NPD-Verbotsverfahren Breite Skepsis im Bundestag
01.02.2013, 17:12 Uhr
In einem besteht Konsens: Die NPD ist verabscheuungswürdig und verfassungsfeindlich.
(Foto: dapd)
Im Bundestag gibt es massive Vorbehalte gegen eine Beteiligung des Parlaments an einem NPD-Verbotsverfahren. Nur die SPD plädiert geschlossen dafür, sich dem Verbotsverfahren des Bundesrats anzuschließen. Keinen Streit gibt es bei der Bewertung der NPD.
In einer intensiv und ernsthaft geführten Debatte haben die Abgeordneten des Bundestags diskutiert, ob sich das Parlament dem NPD-Verbotsantrag des Bundesrats anschließen soll. Redner der SPD warben für das Verbotsverfahren, Abgeordnete aller übrigen Parteien nannten neben Argumenten dafür auch Bedenken und plädierten für eine ausführliche Prüfung.

> _GEZEIGTE DATENSÄTZE_:
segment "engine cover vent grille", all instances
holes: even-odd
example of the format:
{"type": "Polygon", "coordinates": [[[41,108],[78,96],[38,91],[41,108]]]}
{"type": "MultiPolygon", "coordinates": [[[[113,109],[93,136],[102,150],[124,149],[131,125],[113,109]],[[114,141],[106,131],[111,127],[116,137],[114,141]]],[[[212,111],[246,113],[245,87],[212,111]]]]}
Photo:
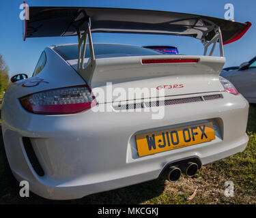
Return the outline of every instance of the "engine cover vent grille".
{"type": "Polygon", "coordinates": [[[221,94],[217,95],[203,95],[203,96],[197,96],[197,97],[184,97],[173,99],[166,99],[162,101],[154,101],[140,104],[127,104],[121,105],[113,106],[113,108],[116,110],[130,110],[130,109],[137,109],[137,108],[152,108],[152,107],[158,107],[163,106],[170,106],[175,104],[187,104],[198,102],[205,102],[209,100],[215,100],[220,98],[223,98],[223,96],[221,94]]]}

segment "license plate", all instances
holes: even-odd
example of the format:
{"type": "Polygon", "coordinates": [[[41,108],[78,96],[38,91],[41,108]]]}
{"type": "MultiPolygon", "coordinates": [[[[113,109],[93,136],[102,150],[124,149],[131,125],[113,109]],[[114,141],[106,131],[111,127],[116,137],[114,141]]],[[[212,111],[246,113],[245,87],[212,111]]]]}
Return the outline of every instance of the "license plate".
{"type": "Polygon", "coordinates": [[[136,136],[139,156],[200,144],[215,139],[212,123],[208,122],[136,136]]]}

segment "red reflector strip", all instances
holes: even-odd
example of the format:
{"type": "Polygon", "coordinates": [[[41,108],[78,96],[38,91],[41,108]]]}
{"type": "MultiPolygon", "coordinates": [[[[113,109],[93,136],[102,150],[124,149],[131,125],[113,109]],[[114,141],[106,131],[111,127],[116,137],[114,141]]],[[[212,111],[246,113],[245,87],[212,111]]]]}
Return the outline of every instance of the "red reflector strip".
{"type": "Polygon", "coordinates": [[[143,64],[147,63],[197,63],[198,59],[143,59],[141,60],[143,64]]]}
{"type": "Polygon", "coordinates": [[[236,42],[240,40],[244,33],[249,29],[251,26],[251,23],[250,22],[246,22],[246,26],[242,29],[240,32],[237,33],[236,34],[233,35],[230,39],[223,42],[223,45],[227,45],[227,44],[236,42]]]}
{"type": "Polygon", "coordinates": [[[31,104],[26,99],[20,100],[20,104],[28,111],[35,114],[74,114],[87,110],[96,105],[95,100],[94,100],[92,102],[72,104],[35,105],[31,104]]]}

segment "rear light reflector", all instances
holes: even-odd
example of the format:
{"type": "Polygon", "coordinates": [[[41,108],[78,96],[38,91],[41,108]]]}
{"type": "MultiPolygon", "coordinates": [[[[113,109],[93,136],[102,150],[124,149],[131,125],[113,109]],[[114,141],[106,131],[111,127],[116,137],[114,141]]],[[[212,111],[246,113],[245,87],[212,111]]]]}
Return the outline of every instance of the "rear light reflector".
{"type": "Polygon", "coordinates": [[[22,106],[33,113],[42,114],[73,114],[96,104],[87,85],[51,89],[20,99],[22,106]]]}
{"type": "Polygon", "coordinates": [[[197,63],[198,59],[143,59],[143,64],[148,63],[197,63]]]}
{"type": "Polygon", "coordinates": [[[220,76],[220,82],[223,86],[223,88],[225,89],[225,91],[228,92],[229,93],[235,95],[239,94],[238,91],[236,90],[233,84],[231,82],[229,82],[228,80],[225,79],[225,78],[222,76],[220,76]]]}

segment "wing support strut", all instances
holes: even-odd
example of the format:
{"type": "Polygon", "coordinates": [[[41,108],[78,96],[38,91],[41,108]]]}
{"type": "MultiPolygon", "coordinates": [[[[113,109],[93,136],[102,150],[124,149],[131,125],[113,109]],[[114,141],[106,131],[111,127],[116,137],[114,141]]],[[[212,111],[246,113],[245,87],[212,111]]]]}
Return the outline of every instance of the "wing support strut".
{"type": "Polygon", "coordinates": [[[83,72],[87,70],[92,70],[95,66],[95,56],[94,56],[94,44],[92,42],[91,33],[91,20],[89,18],[89,22],[87,22],[87,28],[86,30],[81,34],[80,31],[77,31],[77,36],[79,41],[79,53],[78,53],[78,60],[77,60],[77,71],[83,72]],[[87,64],[84,67],[84,60],[85,57],[86,51],[86,43],[89,40],[89,46],[90,52],[90,59],[88,60],[87,64]],[[82,53],[82,54],[81,54],[82,53]]]}
{"type": "Polygon", "coordinates": [[[203,38],[201,40],[201,42],[202,42],[204,46],[203,55],[207,55],[209,46],[213,44],[212,48],[209,54],[209,56],[212,56],[216,47],[216,44],[218,42],[220,46],[220,55],[221,57],[224,57],[223,43],[220,27],[215,29],[215,35],[212,37],[212,39],[210,41],[207,42],[205,38],[203,38]]]}

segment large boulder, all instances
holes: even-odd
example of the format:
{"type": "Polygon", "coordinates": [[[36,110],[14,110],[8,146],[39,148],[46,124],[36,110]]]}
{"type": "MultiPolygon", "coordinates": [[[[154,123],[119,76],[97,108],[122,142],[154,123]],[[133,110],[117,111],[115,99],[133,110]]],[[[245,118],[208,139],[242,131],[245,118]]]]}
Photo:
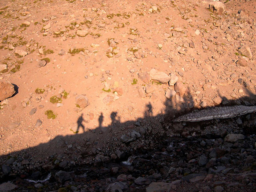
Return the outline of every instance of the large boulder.
{"type": "Polygon", "coordinates": [[[214,13],[220,15],[226,10],[226,6],[221,2],[212,1],[209,4],[209,8],[214,13]]]}
{"type": "Polygon", "coordinates": [[[11,97],[14,93],[13,85],[6,81],[0,80],[0,101],[11,97]]]}
{"type": "Polygon", "coordinates": [[[150,70],[149,74],[152,79],[159,81],[161,83],[167,83],[170,79],[170,76],[166,73],[154,68],[150,70]]]}
{"type": "Polygon", "coordinates": [[[153,182],[146,188],[146,192],[159,192],[167,191],[170,189],[170,183],[163,182],[153,182]]]}
{"type": "Polygon", "coordinates": [[[230,133],[228,134],[225,137],[224,141],[230,143],[234,143],[238,140],[242,140],[244,139],[245,136],[242,134],[236,134],[234,133],[230,133]]]}
{"type": "Polygon", "coordinates": [[[116,182],[108,185],[106,192],[122,192],[123,190],[127,189],[128,187],[124,183],[121,181],[116,182]]]}

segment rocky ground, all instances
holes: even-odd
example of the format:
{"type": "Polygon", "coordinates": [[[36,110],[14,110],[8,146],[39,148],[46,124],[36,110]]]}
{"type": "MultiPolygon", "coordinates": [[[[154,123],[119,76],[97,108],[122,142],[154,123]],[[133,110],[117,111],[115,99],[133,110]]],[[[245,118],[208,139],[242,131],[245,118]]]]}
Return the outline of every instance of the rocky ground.
{"type": "Polygon", "coordinates": [[[0,191],[255,190],[255,0],[1,2],[0,191]]]}

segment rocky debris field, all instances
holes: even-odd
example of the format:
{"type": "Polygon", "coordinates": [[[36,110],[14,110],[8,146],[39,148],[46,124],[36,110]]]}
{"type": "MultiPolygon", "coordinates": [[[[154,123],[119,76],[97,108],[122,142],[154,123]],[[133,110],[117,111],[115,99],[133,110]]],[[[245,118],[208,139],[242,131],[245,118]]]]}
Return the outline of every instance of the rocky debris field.
{"type": "Polygon", "coordinates": [[[255,190],[254,0],[1,2],[0,191],[255,190]]]}

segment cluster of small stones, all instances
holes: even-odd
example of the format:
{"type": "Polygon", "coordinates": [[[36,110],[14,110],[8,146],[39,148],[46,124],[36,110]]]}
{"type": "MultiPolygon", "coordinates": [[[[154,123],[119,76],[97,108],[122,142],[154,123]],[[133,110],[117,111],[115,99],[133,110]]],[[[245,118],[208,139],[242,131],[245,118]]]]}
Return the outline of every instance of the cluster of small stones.
{"type": "MultiPolygon", "coordinates": [[[[77,3],[82,4],[83,1],[77,3]]],[[[122,5],[128,5],[127,2],[121,1],[122,5]]],[[[34,2],[36,6],[41,6],[39,4],[41,1],[34,2]]],[[[76,3],[72,0],[67,2],[70,5],[73,3],[76,3]]],[[[18,26],[1,28],[0,46],[6,54],[0,59],[1,63],[6,62],[6,64],[0,65],[1,80],[8,80],[13,77],[22,80],[24,78],[22,73],[16,73],[15,70],[10,69],[18,62],[21,62],[23,59],[25,63],[21,64],[22,69],[25,67],[25,64],[30,64],[31,62],[38,68],[38,70],[40,70],[53,67],[50,65],[51,63],[49,63],[49,60],[44,60],[43,58],[48,57],[50,60],[54,61],[55,57],[61,59],[61,57],[67,56],[69,60],[77,54],[78,57],[82,58],[81,62],[84,62],[83,59],[85,58],[93,57],[93,63],[98,63],[102,58],[113,61],[122,58],[123,61],[128,62],[129,66],[131,66],[127,65],[128,68],[126,72],[129,75],[129,80],[130,78],[133,79],[130,83],[129,82],[129,86],[138,90],[138,96],[142,99],[149,98],[157,99],[157,93],[164,90],[167,100],[173,99],[182,103],[185,102],[184,98],[187,97],[193,99],[194,102],[186,103],[186,107],[193,108],[199,105],[204,108],[210,105],[226,104],[216,93],[214,95],[206,95],[207,90],[229,87],[225,92],[229,99],[243,96],[244,88],[252,92],[255,90],[256,78],[253,74],[255,72],[253,43],[255,36],[255,21],[244,10],[240,10],[236,15],[230,14],[223,3],[216,2],[208,5],[209,10],[204,8],[204,11],[207,12],[207,17],[204,17],[206,15],[204,12],[205,14],[200,15],[198,18],[197,8],[200,5],[199,2],[192,3],[174,1],[171,3],[161,2],[161,6],[139,2],[135,6],[139,11],[134,11],[131,15],[122,13],[122,20],[120,19],[117,22],[109,19],[113,16],[111,16],[112,13],[108,12],[108,6],[104,7],[106,4],[104,3],[97,7],[89,5],[84,10],[81,10],[80,7],[79,15],[84,14],[84,19],[76,24],[77,13],[74,11],[64,10],[61,14],[52,14],[38,21],[36,16],[30,12],[32,11],[32,8],[23,5],[21,9],[15,13],[12,9],[4,9],[2,11],[3,14],[1,13],[0,16],[4,16],[6,22],[14,19],[18,23],[18,26]],[[161,37],[160,42],[150,40],[156,35],[156,28],[153,27],[162,25],[162,23],[170,26],[174,21],[172,20],[175,17],[170,14],[164,15],[166,19],[160,22],[162,18],[160,12],[170,9],[180,14],[180,19],[187,22],[186,26],[182,27],[174,22],[178,26],[172,26],[170,29],[159,28],[156,33],[161,37]],[[14,15],[11,16],[12,14],[14,15]],[[110,16],[108,16],[109,14],[110,16]],[[129,26],[129,21],[143,16],[142,15],[156,18],[154,23],[150,24],[152,25],[150,28],[144,32],[138,26],[129,26]],[[29,20],[31,22],[27,20],[29,20]],[[119,32],[123,28],[125,31],[118,34],[120,37],[102,36],[106,32],[116,31],[119,32]],[[193,32],[189,32],[188,28],[193,32]],[[29,39],[27,38],[28,34],[32,35],[34,38],[29,39]],[[69,42],[74,39],[79,41],[86,40],[89,36],[98,41],[96,41],[98,44],[92,44],[81,50],[77,49],[78,46],[71,46],[70,52],[69,48],[46,48],[35,40],[52,38],[55,42],[69,42]],[[110,44],[106,49],[108,40],[110,44]],[[150,46],[145,45],[144,42],[149,43],[150,46]],[[149,48],[150,46],[154,48],[149,48]],[[51,48],[58,54],[54,55],[51,48]],[[76,50],[80,51],[75,53],[76,50]],[[32,58],[33,53],[36,55],[36,59],[32,58]],[[97,53],[102,53],[106,58],[101,57],[99,54],[95,55],[97,53]],[[7,60],[9,57],[14,58],[14,60],[7,60]],[[145,65],[145,61],[148,58],[160,60],[161,63],[167,65],[168,69],[157,66],[155,68],[144,68],[143,65],[145,65]],[[223,71],[220,70],[220,66],[224,67],[223,71]],[[200,72],[202,77],[198,84],[194,83],[193,77],[190,75],[195,71],[200,72]],[[191,80],[189,80],[190,78],[191,80]],[[135,85],[138,81],[140,83],[135,85]],[[193,84],[188,85],[189,84],[193,84]]],[[[158,62],[160,62],[159,60],[158,62]]],[[[61,67],[61,64],[58,64],[56,68],[60,70],[61,67]]],[[[86,66],[86,80],[98,80],[96,77],[98,75],[90,72],[96,68],[93,65],[86,66]]],[[[111,81],[114,75],[113,72],[108,70],[103,71],[104,73],[98,80],[106,82],[104,83],[103,91],[108,92],[110,90],[111,92],[103,99],[103,103],[109,105],[119,97],[124,96],[122,96],[126,88],[120,87],[118,83],[111,81]]],[[[64,74],[65,72],[63,72],[64,74]]],[[[125,79],[124,77],[121,77],[122,80],[125,79]]],[[[33,80],[31,81],[32,82],[33,80]]],[[[7,85],[0,87],[0,94],[3,94],[0,98],[2,101],[0,108],[5,110],[9,103],[8,98],[13,96],[15,92],[13,85],[4,82],[4,85],[7,85]]],[[[23,107],[31,107],[28,113],[29,116],[36,115],[37,112],[38,113],[44,108],[42,102],[50,102],[52,96],[58,99],[53,104],[56,105],[56,107],[63,106],[60,101],[64,99],[64,88],[55,90],[48,85],[42,85],[39,88],[43,88],[45,92],[38,94],[34,90],[28,88],[26,91],[30,93],[21,101],[23,107]],[[37,106],[32,107],[32,104],[37,106]]],[[[85,96],[86,93],[81,93],[82,94],[69,91],[68,93],[75,96],[74,105],[77,106],[74,107],[74,110],[76,112],[82,111],[89,104],[90,98],[85,96]]],[[[70,96],[68,95],[67,99],[70,96]]],[[[238,101],[237,104],[240,104],[239,102],[238,101]]],[[[129,109],[132,110],[132,107],[129,109]]],[[[40,126],[44,123],[42,119],[42,117],[38,117],[34,122],[34,126],[40,126]]],[[[160,118],[157,120],[159,123],[163,122],[160,118]]],[[[247,116],[244,120],[250,123],[248,127],[256,126],[255,117],[247,116]]],[[[244,123],[240,118],[236,119],[235,123],[240,126],[244,123]]],[[[10,123],[8,128],[12,130],[21,123],[22,122],[10,123]]],[[[2,162],[1,178],[4,179],[15,175],[27,183],[23,185],[4,183],[0,185],[0,191],[6,189],[20,191],[29,187],[33,190],[56,190],[60,192],[62,190],[120,192],[136,191],[138,189],[145,188],[148,192],[156,190],[174,191],[184,188],[190,191],[216,192],[224,190],[254,191],[256,178],[255,135],[246,134],[240,129],[234,130],[230,125],[221,124],[218,125],[220,127],[217,127],[217,125],[208,126],[204,130],[205,132],[202,134],[208,137],[205,138],[197,135],[196,132],[182,131],[180,134],[170,133],[172,130],[165,132],[160,124],[150,125],[149,122],[138,120],[129,128],[132,130],[123,128],[122,131],[125,133],[115,134],[114,141],[108,141],[102,147],[94,148],[93,146],[96,145],[95,143],[98,141],[92,143],[90,139],[85,138],[86,149],[90,149],[88,154],[93,158],[89,162],[86,160],[82,161],[82,163],[80,161],[82,159],[82,155],[80,155],[82,152],[81,150],[82,144],[78,141],[71,144],[60,140],[58,141],[57,148],[65,148],[67,153],[77,152],[79,157],[70,155],[71,157],[68,158],[64,154],[56,154],[47,159],[34,162],[33,153],[29,158],[26,157],[30,154],[22,152],[17,156],[8,157],[8,160],[4,159],[2,162]],[[155,130],[156,127],[158,128],[155,130]],[[166,138],[164,136],[166,134],[178,137],[175,139],[174,137],[166,138]],[[212,134],[214,136],[212,138],[212,134]],[[166,141],[163,138],[168,140],[166,141]],[[126,160],[131,155],[135,157],[131,158],[131,165],[118,163],[126,160]],[[79,162],[80,164],[86,163],[88,170],[76,169],[76,165],[79,162]],[[102,168],[99,168],[100,166],[102,168]],[[70,173],[72,170],[74,172],[70,173]],[[50,172],[52,174],[50,180],[44,182],[35,184],[24,180],[42,180],[44,176],[50,172]]],[[[172,129],[173,127],[171,126],[167,129],[172,129]]],[[[184,126],[182,129],[188,129],[186,124],[184,126]]],[[[2,127],[0,128],[2,130],[2,127]]],[[[95,133],[95,130],[91,131],[95,133]]],[[[102,133],[104,133],[104,129],[99,134],[102,133]]],[[[0,136],[2,139],[2,135],[0,136]]]]}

> _ZU ERLEDIGEN_:
(a) Würden Sie aus dem Artikel zum NPD-Verbotsverfahren die Stelle wortgetreu wiederholen, die mit „NPD-Verbotsverfahren Breite Skepsis“ beginnt und bis „(Foto: dapd)“ reicht?
(b) Können Sie den Artikel zum NPD-Verbotsverfahren nach seinem letzten Satz mit dem nächsten Abschnitt fortsetzen?
Die Datensätze stammen aus einer anderen Quelle.

> _ERGEBNISSE_:
(a)
NPD-Verbotsverfahren Breite Skepsis im Bundestag
01.02.2013, 17:12 Uhr
In einem besteht Konsens: Die NPD ist verabscheuungswürdig und verfassungsfeindlich.
(Foto: dapd)

(b)
Parteiübergreifend machten alle Redner deutlich, dass sie die NPD für eine verabscheuungswürdige und verfassungsfeindliche Partei halten. Auf Antrag der SPD beschloss der Bundestag, dass der Innen- und der Rechtsausschuss die vorhandene Materialsammlung zur NPD prüfen sollen.
Der Bundesrat hatte sich Mitte Dezember mit großer Mehrheit für ein neues Verbotsverfahren ausgesprochen. Ein erstes Verfahren gegen die NPD war 2003 gescheitert - vor allem am verbreiteten Einsatz von V-Leuten auch in NPD-Führungspositionen.
"Nie waren die Chancen so gut wie heute"
Der Parlamentarische Geschäftsführer der SPD, Thomas Oppermann, rief zu einer klaren Entscheidung auf: "Ich bin sicher, dass der Bundestag in dieser Frage eine Haltung annehmen muss." Er betonte, dass die Politik heute besser vorbereitet sei als im Jahr 2003. Der Erfolg eines Verbotsverfahrens vor dem Bundesverfassungsgericht sei zwar nicht zu garantieren, "aber noch nie waren die Chancen für ein NPD-Verbot so gut wie heute".

Sabine Leutheusser-Schnarrenberger und Hans-Peter Friedrich verfolgten die Debatte, ergriffen jedoch selbst nicht das Wort.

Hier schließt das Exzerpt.